:: What is required ::
Locate the line that contains "Please tag every instance of the smiling". Copy it and every following line through the end of the records, exactly, and include nothing else.
━━━
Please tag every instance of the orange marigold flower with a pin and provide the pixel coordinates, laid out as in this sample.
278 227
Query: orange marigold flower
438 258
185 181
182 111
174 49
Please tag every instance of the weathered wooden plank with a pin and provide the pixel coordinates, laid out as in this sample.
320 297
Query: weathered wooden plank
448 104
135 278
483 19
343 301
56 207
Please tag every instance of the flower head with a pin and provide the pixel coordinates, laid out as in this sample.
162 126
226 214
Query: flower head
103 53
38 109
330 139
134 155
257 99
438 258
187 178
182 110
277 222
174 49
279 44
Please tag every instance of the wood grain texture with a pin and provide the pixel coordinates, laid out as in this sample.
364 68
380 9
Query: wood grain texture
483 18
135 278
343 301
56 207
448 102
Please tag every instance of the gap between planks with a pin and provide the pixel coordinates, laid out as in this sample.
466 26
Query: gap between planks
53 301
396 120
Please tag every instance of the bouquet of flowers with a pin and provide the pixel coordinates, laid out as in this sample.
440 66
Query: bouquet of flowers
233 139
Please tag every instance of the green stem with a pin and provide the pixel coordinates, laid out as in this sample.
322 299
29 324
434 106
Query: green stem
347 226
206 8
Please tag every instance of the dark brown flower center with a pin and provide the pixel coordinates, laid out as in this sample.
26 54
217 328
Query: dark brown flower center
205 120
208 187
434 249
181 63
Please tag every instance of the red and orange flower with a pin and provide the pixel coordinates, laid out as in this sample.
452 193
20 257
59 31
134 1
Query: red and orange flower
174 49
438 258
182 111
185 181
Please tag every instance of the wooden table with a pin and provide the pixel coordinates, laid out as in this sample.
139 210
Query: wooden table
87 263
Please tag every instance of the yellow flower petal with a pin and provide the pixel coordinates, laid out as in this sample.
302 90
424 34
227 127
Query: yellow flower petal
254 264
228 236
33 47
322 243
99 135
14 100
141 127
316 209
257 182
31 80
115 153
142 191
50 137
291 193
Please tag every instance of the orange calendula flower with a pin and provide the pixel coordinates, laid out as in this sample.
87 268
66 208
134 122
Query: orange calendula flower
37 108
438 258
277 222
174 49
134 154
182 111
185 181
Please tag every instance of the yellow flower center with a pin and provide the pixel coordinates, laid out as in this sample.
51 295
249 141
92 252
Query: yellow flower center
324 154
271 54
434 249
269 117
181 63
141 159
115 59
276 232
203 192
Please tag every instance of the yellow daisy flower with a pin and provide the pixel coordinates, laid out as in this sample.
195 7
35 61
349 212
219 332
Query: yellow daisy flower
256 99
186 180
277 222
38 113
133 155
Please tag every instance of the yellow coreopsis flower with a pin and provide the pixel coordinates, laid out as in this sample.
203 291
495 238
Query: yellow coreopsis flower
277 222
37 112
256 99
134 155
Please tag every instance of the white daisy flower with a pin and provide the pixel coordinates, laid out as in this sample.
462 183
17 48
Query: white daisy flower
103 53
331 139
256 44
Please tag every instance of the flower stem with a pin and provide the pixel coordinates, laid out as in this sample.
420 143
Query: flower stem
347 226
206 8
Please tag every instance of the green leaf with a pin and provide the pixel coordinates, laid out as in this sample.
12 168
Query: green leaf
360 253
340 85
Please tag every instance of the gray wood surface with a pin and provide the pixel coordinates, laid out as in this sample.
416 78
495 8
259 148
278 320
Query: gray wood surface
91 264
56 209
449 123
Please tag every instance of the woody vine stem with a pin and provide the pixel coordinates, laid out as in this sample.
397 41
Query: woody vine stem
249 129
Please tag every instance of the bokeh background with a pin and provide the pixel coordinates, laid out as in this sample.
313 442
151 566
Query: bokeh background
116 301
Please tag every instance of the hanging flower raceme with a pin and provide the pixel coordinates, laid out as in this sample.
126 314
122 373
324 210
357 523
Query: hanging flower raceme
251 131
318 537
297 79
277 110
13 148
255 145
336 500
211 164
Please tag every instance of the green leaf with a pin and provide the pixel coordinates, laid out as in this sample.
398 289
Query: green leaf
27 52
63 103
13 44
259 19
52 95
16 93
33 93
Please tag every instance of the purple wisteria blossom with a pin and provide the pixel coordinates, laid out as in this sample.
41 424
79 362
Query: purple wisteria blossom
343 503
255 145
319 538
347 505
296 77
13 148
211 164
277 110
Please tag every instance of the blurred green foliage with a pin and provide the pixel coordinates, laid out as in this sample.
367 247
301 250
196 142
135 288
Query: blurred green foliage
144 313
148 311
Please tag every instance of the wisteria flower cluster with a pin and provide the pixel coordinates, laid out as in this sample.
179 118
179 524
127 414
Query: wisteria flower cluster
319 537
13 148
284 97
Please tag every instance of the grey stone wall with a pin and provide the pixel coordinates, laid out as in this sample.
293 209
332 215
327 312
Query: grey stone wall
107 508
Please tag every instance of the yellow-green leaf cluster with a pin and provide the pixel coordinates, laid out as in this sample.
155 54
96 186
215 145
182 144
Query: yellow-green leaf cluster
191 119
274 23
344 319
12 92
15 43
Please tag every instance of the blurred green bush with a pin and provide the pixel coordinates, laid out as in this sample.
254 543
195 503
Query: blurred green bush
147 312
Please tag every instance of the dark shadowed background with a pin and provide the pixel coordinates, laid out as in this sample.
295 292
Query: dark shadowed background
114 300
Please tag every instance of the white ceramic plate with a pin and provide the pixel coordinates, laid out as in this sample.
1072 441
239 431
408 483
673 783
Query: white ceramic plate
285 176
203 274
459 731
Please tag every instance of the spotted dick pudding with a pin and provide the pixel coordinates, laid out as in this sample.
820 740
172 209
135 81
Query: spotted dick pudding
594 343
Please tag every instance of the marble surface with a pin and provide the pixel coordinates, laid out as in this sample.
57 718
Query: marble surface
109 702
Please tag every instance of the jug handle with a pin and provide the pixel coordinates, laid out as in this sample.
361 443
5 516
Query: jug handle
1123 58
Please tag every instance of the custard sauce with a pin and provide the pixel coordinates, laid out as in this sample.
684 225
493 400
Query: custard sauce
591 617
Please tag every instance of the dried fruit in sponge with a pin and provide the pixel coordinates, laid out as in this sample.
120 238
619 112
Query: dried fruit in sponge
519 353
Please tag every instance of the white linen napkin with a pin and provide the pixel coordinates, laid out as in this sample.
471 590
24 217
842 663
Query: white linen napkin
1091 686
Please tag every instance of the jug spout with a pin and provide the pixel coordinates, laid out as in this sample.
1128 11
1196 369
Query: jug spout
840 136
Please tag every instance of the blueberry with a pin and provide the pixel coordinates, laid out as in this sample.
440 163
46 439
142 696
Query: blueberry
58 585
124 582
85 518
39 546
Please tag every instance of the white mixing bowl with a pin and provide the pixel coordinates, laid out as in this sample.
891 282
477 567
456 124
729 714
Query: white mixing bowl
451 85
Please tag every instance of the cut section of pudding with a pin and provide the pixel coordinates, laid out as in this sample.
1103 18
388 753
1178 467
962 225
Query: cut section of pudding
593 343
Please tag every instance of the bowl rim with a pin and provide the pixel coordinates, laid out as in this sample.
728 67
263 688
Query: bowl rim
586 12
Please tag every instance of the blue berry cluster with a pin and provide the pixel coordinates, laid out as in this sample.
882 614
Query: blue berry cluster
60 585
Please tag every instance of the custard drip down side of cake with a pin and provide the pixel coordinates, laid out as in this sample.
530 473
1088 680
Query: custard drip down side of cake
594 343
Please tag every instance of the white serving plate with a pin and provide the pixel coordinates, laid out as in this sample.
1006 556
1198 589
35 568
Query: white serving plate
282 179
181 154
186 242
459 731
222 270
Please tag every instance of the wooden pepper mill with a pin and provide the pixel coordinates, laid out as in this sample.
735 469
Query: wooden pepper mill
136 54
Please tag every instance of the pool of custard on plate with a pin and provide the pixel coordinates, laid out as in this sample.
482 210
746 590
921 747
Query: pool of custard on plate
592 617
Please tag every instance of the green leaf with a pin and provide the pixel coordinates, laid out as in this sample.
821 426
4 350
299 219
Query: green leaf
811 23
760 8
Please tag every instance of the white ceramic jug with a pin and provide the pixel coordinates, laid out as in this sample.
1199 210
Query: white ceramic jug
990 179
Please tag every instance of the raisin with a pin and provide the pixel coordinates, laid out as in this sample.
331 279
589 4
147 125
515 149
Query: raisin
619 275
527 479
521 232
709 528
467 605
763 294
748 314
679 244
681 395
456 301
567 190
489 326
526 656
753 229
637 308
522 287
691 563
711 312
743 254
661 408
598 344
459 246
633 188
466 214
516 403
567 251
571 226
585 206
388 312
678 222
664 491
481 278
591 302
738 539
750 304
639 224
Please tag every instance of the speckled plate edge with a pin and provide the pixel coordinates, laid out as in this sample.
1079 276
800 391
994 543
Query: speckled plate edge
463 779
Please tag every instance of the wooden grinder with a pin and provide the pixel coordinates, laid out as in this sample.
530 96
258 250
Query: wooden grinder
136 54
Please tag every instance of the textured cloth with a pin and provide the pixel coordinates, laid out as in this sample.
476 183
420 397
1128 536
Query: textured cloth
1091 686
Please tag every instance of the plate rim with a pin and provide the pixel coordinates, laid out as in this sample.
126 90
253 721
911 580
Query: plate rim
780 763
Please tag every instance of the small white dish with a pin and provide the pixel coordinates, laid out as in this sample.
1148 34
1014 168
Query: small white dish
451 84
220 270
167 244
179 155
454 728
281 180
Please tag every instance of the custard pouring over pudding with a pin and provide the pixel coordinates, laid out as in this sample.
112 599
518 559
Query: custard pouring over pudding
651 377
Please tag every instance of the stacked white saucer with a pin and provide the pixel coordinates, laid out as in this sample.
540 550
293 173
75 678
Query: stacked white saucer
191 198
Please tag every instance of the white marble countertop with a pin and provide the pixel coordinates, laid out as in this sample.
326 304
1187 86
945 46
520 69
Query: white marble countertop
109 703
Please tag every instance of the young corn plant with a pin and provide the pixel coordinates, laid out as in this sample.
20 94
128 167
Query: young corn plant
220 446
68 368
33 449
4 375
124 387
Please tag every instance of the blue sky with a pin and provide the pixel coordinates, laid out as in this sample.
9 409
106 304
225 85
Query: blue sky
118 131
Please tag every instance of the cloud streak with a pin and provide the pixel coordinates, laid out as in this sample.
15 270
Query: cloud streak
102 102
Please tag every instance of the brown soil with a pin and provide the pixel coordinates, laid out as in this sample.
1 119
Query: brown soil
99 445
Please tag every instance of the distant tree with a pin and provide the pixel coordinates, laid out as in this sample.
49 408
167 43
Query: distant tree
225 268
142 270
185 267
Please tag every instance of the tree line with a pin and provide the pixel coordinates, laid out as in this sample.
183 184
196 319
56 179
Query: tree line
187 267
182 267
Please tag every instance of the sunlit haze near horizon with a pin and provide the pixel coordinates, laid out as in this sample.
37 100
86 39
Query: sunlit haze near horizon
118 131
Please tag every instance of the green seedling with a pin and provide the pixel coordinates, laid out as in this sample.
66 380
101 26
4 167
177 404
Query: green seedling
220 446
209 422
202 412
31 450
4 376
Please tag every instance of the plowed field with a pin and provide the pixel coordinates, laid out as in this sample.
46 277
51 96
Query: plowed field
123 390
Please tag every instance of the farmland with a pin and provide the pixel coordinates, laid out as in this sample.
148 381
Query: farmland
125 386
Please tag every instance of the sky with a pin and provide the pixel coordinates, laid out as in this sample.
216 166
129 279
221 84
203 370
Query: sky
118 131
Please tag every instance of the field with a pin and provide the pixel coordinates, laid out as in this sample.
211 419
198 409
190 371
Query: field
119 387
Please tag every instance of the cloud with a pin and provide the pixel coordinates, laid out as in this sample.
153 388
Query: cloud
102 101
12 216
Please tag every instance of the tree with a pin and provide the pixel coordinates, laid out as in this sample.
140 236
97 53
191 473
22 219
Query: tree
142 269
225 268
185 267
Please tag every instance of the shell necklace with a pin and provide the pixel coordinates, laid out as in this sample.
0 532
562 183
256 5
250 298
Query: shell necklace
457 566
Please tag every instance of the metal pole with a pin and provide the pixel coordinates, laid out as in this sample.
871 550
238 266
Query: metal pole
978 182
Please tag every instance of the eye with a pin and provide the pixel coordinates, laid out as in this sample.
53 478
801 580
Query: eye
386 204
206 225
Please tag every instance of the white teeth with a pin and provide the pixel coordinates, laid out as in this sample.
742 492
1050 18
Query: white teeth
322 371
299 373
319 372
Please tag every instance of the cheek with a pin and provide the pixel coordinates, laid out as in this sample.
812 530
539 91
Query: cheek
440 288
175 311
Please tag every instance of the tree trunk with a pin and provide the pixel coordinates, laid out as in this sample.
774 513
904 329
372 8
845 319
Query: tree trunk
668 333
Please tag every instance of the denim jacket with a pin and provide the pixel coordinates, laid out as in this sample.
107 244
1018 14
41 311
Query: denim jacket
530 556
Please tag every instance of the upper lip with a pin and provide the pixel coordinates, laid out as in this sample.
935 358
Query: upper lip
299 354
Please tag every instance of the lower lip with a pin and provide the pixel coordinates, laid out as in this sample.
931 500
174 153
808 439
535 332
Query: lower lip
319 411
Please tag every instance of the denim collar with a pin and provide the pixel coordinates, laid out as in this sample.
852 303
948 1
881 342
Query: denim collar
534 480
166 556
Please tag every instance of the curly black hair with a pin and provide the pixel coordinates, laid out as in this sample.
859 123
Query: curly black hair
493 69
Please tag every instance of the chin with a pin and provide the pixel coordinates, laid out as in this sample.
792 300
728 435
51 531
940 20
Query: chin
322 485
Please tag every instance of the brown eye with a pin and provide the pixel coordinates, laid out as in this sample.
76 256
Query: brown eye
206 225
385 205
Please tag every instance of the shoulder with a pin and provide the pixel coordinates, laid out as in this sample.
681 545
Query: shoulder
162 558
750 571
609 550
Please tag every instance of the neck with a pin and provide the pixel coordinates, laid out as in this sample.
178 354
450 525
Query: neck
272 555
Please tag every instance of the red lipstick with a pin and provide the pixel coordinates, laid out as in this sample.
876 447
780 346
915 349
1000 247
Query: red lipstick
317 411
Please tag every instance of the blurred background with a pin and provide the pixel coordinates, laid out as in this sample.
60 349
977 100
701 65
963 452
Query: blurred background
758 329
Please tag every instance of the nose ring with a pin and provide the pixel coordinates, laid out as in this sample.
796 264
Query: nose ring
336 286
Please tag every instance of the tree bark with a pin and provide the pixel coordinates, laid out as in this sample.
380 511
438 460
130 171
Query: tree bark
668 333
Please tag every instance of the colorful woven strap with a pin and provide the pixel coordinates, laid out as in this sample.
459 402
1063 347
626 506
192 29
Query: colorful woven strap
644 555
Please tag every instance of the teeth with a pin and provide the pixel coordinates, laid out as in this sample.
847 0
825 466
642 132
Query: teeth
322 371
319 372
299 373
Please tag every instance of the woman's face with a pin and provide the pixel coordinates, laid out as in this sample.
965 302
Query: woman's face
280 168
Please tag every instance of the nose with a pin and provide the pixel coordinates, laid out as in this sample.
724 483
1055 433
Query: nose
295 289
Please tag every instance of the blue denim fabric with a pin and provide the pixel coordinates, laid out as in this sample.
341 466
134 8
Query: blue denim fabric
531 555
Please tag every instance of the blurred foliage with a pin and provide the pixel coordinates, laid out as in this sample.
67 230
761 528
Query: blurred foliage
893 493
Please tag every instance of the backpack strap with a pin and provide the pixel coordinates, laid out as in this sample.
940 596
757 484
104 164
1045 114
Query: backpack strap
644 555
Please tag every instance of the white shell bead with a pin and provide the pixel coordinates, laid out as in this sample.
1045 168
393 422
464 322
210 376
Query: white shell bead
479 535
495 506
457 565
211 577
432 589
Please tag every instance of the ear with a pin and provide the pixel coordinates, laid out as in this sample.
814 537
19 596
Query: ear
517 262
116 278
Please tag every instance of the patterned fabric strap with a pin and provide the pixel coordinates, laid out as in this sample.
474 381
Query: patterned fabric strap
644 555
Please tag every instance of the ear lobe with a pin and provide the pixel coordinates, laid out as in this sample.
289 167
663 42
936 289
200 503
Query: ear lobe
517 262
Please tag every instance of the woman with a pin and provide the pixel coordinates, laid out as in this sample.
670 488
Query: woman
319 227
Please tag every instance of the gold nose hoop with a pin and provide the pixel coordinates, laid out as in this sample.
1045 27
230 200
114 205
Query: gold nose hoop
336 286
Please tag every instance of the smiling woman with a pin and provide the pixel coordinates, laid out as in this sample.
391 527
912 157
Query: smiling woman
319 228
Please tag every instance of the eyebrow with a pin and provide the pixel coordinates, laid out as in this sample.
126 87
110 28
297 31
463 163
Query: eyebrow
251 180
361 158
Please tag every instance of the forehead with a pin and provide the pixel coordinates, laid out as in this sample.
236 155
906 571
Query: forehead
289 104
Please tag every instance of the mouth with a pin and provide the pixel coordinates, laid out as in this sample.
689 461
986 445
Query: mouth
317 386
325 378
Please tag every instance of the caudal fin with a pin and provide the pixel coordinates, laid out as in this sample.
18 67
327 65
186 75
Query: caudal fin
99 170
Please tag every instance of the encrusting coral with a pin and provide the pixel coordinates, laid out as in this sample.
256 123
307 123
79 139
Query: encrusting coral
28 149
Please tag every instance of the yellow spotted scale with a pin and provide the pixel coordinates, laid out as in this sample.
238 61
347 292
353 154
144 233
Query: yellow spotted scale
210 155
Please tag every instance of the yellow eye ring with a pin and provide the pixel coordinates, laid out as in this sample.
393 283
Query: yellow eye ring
━━━
:: Exercise result ::
Please tag every instance of the smiling woman with a pin and provide the pixel coordinates, laid out as in this sample.
391 527
912 157
Query: smiling woman
319 228
Please tag every instance of the eyebrow with a pin and provide the pixel coordinates, laid out as in this sample.
126 87
110 28
297 31
463 163
Query: eyebrow
251 180
361 158
Please tag every instance of the forehead with a pin and provide the pixel coordinates, laid out as in this sample.
236 155
906 571
Query: forehead
289 104
Please tag every instance of the mouth with a pin and provide the pixel coordinates, laid out as in this sample.
689 461
986 445
Query: mouth
317 386
325 378
Please tag every instance of the caudal fin with a pin and provide the pixel coordinates, laid out as in this sample.
18 67
327 65
186 75
Query: caudal fin
99 170
Please tag every instance of the encrusting coral with a pin and provide the pixel coordinates, laid out as in this sample.
256 123
307 123
79 139
Query: encrusting coral
28 149
Please tag every instance of the yellow spotted scale with a pin and provide the pixel coordinates, laid out as in this sample.
238 61
347 292
353 154
144 233
Query: yellow spotted scale
210 155
Please tag every instance of the yellow eye ring with a pin and provide the pixel coordinates, laid out as in this sample.
393 283
Query: yellow eye ring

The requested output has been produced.